Einträge aus einem Annotationsdatensatz:
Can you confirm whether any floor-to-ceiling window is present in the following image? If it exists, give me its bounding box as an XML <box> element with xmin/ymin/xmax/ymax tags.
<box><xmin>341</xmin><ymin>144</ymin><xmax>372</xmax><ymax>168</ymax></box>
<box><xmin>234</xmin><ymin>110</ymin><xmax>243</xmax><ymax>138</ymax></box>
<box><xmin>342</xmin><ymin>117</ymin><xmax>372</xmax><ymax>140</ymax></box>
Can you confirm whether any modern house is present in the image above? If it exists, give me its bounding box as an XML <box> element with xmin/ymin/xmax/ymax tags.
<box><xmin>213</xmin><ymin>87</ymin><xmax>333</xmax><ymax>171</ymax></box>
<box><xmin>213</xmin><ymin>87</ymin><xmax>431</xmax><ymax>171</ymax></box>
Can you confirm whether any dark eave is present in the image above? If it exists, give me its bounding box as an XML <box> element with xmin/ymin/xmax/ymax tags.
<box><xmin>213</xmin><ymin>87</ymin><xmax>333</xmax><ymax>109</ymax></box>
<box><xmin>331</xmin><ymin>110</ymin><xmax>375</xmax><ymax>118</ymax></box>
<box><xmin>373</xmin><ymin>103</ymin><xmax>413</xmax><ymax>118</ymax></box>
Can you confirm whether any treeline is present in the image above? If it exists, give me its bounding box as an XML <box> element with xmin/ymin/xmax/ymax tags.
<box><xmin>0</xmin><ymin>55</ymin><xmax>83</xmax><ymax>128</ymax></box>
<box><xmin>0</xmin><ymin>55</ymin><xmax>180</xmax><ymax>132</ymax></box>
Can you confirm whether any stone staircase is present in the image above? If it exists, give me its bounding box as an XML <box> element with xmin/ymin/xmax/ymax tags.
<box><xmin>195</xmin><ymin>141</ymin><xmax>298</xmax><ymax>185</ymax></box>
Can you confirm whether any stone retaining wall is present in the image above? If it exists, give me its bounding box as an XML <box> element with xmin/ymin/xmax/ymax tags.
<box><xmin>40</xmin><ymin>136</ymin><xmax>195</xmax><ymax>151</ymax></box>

§ **ZUR AUFGABE**
Formatiere alle Einträge oben als Markdown-Tabelle mit den Spalten „Nummer“ und „Inhalt“, eine fortlaufend nummerierte Zeile pro Textzeile. Leerzeilen lässt du weg.

§ **LÖSUNG**
| Nummer | Inhalt |
|---|---|
| 1 | Can you confirm whether any floor-to-ceiling window is present in the following image? If it exists, give me its bounding box as an XML <box> element with xmin/ymin/xmax/ymax tags. |
| 2 | <box><xmin>341</xmin><ymin>144</ymin><xmax>372</xmax><ymax>168</ymax></box> |
| 3 | <box><xmin>234</xmin><ymin>110</ymin><xmax>243</xmax><ymax>138</ymax></box> |
| 4 | <box><xmin>342</xmin><ymin>117</ymin><xmax>372</xmax><ymax>140</ymax></box> |
| 5 | Can you confirm whether any modern house is present in the image above? If it exists, give me its bounding box as an XML <box> element with xmin/ymin/xmax/ymax tags. |
| 6 | <box><xmin>213</xmin><ymin>87</ymin><xmax>333</xmax><ymax>171</ymax></box> |
| 7 | <box><xmin>213</xmin><ymin>87</ymin><xmax>431</xmax><ymax>171</ymax></box> |
| 8 | Can you confirm whether any dark eave is present in the image above? If it exists, give me its bounding box as an XML <box> element with xmin/ymin/xmax/ymax tags. |
| 9 | <box><xmin>213</xmin><ymin>87</ymin><xmax>333</xmax><ymax>109</ymax></box> |
| 10 | <box><xmin>331</xmin><ymin>110</ymin><xmax>375</xmax><ymax>118</ymax></box> |
| 11 | <box><xmin>373</xmin><ymin>103</ymin><xmax>413</xmax><ymax>118</ymax></box> |
| 12 | Can you confirm whether any treeline is present in the image above? If it exists, give me its bounding box as an XML <box> element with xmin/ymin/xmax/ymax tags. |
| 13 | <box><xmin>0</xmin><ymin>55</ymin><xmax>83</xmax><ymax>128</ymax></box> |
| 14 | <box><xmin>0</xmin><ymin>55</ymin><xmax>180</xmax><ymax>132</ymax></box> |
| 15 | Can you confirm whether any stone staircase is present in the image above? If it exists, give me its bounding box as an XML <box> element with xmin/ymin/xmax/ymax tags. |
| 16 | <box><xmin>195</xmin><ymin>141</ymin><xmax>298</xmax><ymax>185</ymax></box> |
| 17 | Can you confirm whether any stone retaining wall is present in the image above? If it exists, give me its bounding box as an XML <box> element with xmin/ymin/xmax/ymax tags. |
| 18 | <box><xmin>40</xmin><ymin>136</ymin><xmax>195</xmax><ymax>151</ymax></box> |